Work required: Every entry should be given again exactly, with nothing dropped.

Dataset records:
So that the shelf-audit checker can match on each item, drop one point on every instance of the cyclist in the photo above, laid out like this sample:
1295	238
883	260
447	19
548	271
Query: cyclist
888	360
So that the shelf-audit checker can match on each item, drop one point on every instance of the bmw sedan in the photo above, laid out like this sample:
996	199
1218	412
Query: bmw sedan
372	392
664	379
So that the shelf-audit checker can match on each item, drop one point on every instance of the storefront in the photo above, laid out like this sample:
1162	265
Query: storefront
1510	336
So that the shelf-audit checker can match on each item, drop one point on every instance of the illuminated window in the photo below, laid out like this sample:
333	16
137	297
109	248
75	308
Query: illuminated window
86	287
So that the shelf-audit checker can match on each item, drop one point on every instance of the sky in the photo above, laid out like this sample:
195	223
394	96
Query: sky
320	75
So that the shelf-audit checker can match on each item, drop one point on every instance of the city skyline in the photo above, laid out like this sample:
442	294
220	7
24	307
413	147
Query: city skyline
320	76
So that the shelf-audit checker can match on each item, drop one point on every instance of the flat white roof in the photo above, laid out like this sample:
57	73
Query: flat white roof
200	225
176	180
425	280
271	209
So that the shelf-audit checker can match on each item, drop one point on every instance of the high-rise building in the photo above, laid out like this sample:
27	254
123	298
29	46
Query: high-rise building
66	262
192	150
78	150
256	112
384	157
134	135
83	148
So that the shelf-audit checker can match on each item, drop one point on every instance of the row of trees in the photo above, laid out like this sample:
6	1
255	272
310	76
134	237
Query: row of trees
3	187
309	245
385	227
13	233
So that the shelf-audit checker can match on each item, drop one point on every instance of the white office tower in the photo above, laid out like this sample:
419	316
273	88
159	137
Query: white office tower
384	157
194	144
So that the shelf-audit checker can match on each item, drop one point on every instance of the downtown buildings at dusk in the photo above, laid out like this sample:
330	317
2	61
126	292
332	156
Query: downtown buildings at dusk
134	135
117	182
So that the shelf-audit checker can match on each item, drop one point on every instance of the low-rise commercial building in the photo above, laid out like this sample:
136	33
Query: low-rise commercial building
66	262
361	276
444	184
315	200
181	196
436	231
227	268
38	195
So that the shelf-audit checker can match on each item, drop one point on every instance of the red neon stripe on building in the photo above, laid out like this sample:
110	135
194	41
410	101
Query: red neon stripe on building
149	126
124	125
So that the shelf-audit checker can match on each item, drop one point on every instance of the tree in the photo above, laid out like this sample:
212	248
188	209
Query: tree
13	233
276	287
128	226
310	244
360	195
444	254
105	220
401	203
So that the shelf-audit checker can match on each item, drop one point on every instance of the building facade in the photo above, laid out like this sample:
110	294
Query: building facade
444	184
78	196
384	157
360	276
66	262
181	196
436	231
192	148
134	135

Your solution:
So that the shelf-audit checker can match on each item, drop one point on every instance of the cyclist in the photo above, laid out like this sample:
1295	238
883	260
447	19
548	271
Query: cyclist
888	360
So that the shelf-audit checker can match on each item, drop one point on every instance of the bmw sedan in the photo above, laid out like this sample:
996	199
1218	412
Query: bmw sedan
372	392
664	379
So that the shelf-audit checker can match on each item, drop one point on every instance of the storefront in the photo above, laid out like this sample:
1162	265
Query: storefront
1510	336
So that the shelf-audit checker can match on each item, drop one point on every instance of the illuminated window in the photo below, laid out like this sample:
333	16
137	297
109	248
75	308
Query: illuminated window
86	287
So that the shelf-audit checker can match on each item, drop one point on every instance of the sky in the photo above, laid out like this sample:
195	223
394	96
Query: sky
320	75
So that the shelf-audit checker can match on each item, drop one point on every instance of the city skyline in the photo above, laid out like this sample:
442	294
220	7
24	307
413	147
Query: city skyline
320	76
So that the shelf-audit checker can match on each item, drop one point on every instance of the flat white roof in the photo above, laid out like this sample:
57	73
Query: flat white roof
200	225
176	180
425	280
271	209
So that the shelf-audit checker can match on each item, drop one point on every instance of the high-rise building in the photo above, laid out like this sample:
27	254
123	298
29	46
Query: high-rise building
66	262
192	150
78	150
256	112
384	157
134	135
83	148
So that the shelf-audit checker can match on each item, drop one point on every instance of the row of trees in the photo above, laid out like this sample:
6	1
255	272
310	76
134	237
Query: row of trees
3	187
309	245
385	227
13	233
So that the shelf-audit checker can match on each item, drop one point on every instance of the white office tower in the photo above, laid out like this sample:
419	316
273	88
159	137
Query: white office tower
384	157
194	144
So that the shelf-audit checker can match on each item, drop one point on every instance of the downtown buildings at dusk in the photo above, laid out like this sample:
330	317
2	61
126	292
332	156
Query: downtown buildings at dusk
134	135
117	182
So that the shelf-audit checker can match on each item, drop one point on every instance of the low-rise commercial building in the photo above, laid out like this sample:
136	33
Query: low-rise commercial building
66	262
361	276
444	184
315	200
181	196
436	231
227	268
38	195
So that the shelf-audit checker can match on each item, drop one point on every instance of the red neon stripe on building in the photo above, laid out like this sample:
110	135
194	41
410	101
Query: red neon stripe on building
149	126
124	125
So that the shelf-audit checker can match on each item, drop one point on every instance of the tree in the photo above, laid out like this sample:
212	248
188	209
Query: tree
13	233
276	287
128	226
310	244
360	195
444	254
105	220
401	203
So that the shelf-audit checker can match on each item, drop one point on every instance of the building facade in the photo above, laid out like this sample:
110	294
Query: building facade
444	184
78	196
384	157
360	276
66	262
181	196
436	231
192	148
134	135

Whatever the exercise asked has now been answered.